# What this task involves
Write out exactly, and only, the lines from the one containing "If you could annotate the distant" through the last line of the listing below.

# Stored data
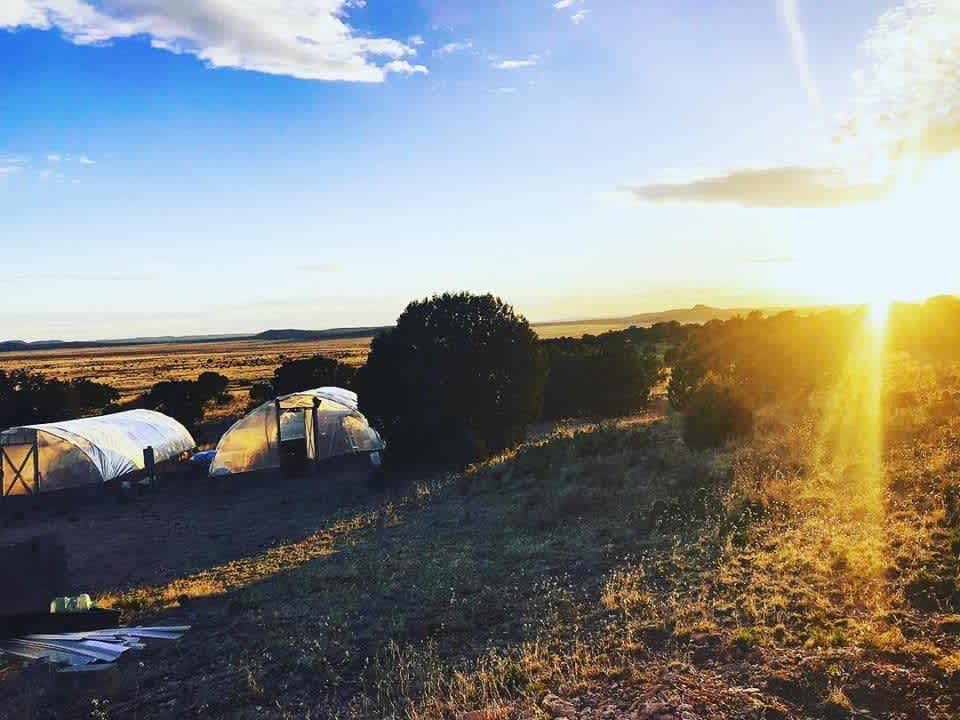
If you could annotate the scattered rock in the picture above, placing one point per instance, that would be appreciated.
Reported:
(558, 707)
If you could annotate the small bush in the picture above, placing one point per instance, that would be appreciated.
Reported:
(716, 413)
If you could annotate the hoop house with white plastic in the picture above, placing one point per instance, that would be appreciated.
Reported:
(68, 454)
(326, 420)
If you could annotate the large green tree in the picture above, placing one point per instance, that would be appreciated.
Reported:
(457, 379)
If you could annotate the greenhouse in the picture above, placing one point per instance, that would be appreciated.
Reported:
(313, 424)
(60, 455)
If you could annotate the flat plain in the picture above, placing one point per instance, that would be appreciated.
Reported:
(133, 369)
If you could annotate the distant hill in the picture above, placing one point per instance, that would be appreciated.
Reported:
(696, 314)
(332, 334)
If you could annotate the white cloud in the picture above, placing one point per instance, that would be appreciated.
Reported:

# Result of this task
If you could annotate the distant hill in the picture above, placing one point per instance, that would be appreciated.
Reported:
(696, 314)
(332, 334)
If you could annotate the white cloud in the picture above, placing one point per instance, that would be appreciated.
Reported:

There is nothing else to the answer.